-- Record excerpts start --

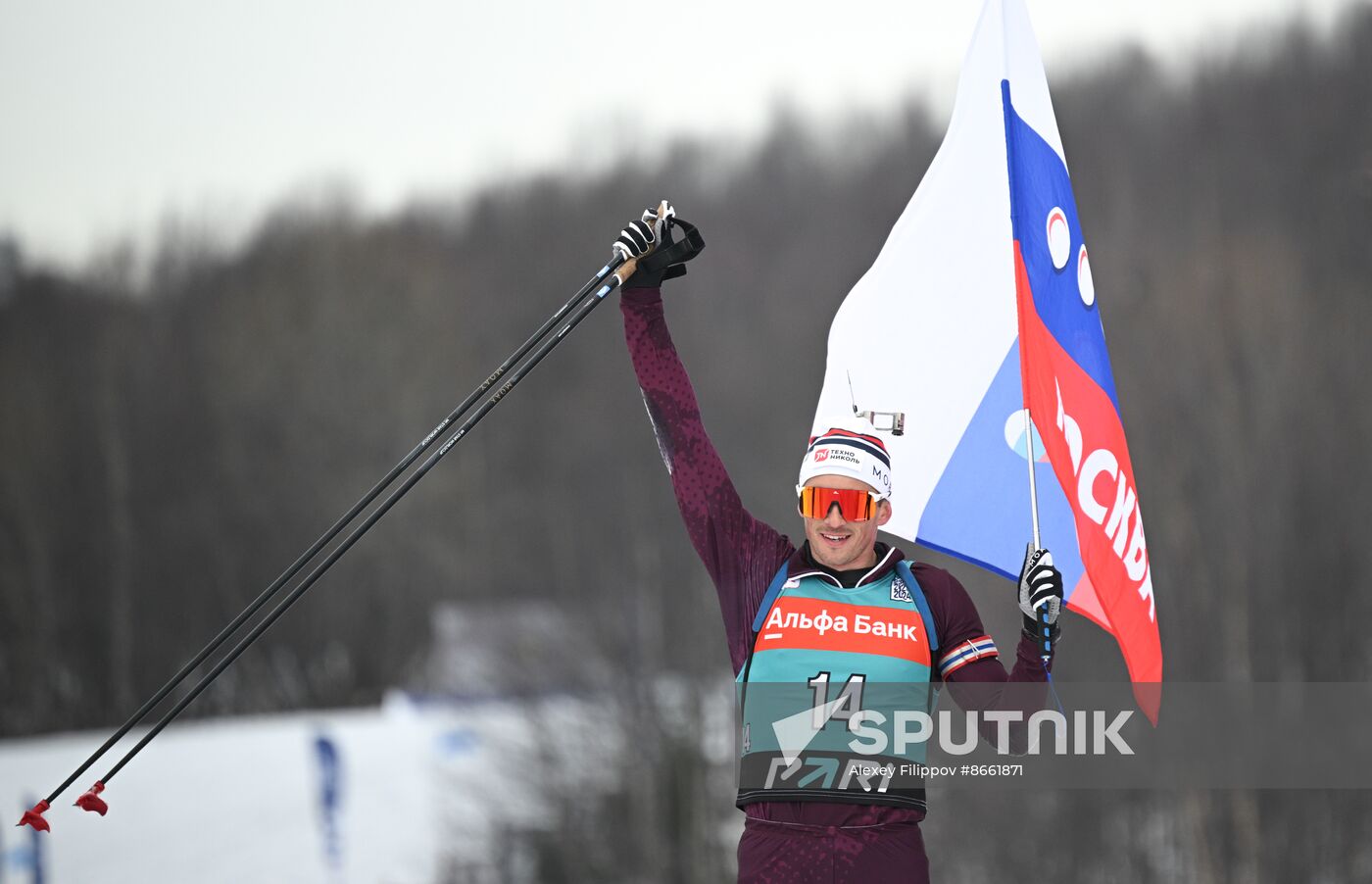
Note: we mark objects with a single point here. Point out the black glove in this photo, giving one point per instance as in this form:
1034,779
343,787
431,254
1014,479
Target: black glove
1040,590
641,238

-- Record excerpts end --
-- Record excerpts start --

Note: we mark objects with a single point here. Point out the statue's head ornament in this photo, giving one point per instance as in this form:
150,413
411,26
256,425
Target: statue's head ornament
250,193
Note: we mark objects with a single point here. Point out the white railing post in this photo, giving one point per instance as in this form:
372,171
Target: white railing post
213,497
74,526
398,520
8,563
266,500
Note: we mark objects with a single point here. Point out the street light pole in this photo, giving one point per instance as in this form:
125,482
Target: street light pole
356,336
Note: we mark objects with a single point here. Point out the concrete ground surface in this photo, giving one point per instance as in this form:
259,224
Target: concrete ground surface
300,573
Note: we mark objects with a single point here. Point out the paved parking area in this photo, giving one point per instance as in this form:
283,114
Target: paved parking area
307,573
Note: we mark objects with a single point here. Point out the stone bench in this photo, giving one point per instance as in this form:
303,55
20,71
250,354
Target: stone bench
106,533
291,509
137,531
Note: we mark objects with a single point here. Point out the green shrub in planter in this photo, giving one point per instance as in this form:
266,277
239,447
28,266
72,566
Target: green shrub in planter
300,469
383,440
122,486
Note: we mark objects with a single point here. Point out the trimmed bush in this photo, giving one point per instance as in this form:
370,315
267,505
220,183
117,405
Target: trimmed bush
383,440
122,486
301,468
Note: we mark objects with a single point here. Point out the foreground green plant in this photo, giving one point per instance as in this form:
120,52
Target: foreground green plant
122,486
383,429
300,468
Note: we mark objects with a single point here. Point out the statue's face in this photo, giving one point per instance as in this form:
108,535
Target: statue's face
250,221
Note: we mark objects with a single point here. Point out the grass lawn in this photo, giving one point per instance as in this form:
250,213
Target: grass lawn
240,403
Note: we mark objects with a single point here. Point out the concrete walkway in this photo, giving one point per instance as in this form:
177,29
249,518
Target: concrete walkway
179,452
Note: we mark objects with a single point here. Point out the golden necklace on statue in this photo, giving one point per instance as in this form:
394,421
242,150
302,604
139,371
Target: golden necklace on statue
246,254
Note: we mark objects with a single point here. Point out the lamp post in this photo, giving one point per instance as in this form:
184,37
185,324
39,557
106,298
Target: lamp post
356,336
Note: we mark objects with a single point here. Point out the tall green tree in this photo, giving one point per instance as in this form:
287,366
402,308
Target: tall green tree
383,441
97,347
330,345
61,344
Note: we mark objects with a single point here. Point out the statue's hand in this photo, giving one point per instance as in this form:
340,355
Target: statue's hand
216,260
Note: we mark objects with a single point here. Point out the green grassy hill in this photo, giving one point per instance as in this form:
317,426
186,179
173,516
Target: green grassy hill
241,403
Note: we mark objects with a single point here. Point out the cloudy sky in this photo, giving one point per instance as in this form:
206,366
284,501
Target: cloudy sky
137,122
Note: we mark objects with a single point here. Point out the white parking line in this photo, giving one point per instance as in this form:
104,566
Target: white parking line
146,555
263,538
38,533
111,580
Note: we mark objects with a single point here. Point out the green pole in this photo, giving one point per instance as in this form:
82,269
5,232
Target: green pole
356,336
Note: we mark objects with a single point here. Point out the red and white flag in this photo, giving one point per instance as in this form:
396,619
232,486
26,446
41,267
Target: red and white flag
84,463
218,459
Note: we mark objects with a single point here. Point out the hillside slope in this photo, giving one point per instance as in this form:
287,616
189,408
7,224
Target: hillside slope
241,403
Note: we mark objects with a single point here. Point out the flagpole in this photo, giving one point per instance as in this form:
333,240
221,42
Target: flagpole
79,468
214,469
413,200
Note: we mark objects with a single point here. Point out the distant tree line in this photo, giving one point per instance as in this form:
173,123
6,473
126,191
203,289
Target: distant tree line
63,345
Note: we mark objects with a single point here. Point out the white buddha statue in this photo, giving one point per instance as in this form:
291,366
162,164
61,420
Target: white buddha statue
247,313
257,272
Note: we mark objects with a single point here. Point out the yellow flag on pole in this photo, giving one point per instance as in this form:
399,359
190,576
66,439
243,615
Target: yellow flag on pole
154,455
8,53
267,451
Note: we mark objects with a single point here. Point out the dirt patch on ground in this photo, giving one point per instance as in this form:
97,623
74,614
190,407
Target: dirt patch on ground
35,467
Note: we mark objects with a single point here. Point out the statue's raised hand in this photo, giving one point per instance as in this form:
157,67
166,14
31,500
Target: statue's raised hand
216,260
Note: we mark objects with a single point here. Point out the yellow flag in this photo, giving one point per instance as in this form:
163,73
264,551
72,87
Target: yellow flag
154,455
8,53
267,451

-- Record excerpts end --

→ **Task to complete**
List every line above that contains the word "head", treating uppercase and lowercase as different.

→ **Task response**
Note: we mark objects with a single point here. Point out the statue's head ornament in this photo, giving one point per instance as in this form:
Target: statue's head ornament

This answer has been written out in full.